## 小問
以下のすべての行を、空行を除いて、「行番号」と「内容」の二列からなるMarkdownの表にまとめてください。

## 提供資料

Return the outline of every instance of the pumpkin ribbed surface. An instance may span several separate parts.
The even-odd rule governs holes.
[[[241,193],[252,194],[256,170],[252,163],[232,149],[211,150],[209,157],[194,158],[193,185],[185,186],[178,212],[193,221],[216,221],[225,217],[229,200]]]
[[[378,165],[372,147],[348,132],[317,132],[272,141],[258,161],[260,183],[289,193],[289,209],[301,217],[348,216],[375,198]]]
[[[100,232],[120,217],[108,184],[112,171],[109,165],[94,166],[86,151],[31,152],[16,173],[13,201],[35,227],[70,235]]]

## 解答結果
| 行番号 | 内容 |
|---|---|
| 1 | Return the outline of every instance of the pumpkin ribbed surface. An instance may span several separate parts. |
| 2 | The even-odd rule governs holes. |
| 3 | [[[241,193],[252,194],[256,170],[252,163],[232,149],[211,150],[209,157],[194,158],[193,185],[185,186],[178,212],[193,221],[216,221],[225,217],[229,200]]] |
| 4 | [[[378,165],[372,147],[348,132],[317,132],[272,141],[258,161],[260,183],[289,193],[289,209],[301,217],[348,216],[375,198]]] |
| 5 | [[[100,232],[120,217],[108,184],[112,171],[109,165],[94,166],[86,151],[31,152],[16,173],[13,201],[35,227],[70,235]]] |